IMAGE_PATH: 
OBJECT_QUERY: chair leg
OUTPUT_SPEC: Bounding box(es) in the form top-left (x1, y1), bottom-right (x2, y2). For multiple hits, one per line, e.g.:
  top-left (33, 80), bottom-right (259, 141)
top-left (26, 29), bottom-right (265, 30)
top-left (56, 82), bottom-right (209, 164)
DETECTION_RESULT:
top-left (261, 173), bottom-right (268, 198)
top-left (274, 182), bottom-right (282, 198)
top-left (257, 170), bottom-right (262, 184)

◆ ◆ ◆ ◆ ◆ ◆ ◆

▶ [Work instructions]: How many lines in the data above contain the string "bottom"? Reply with the number alone.

▶ [Completed exercise]: 7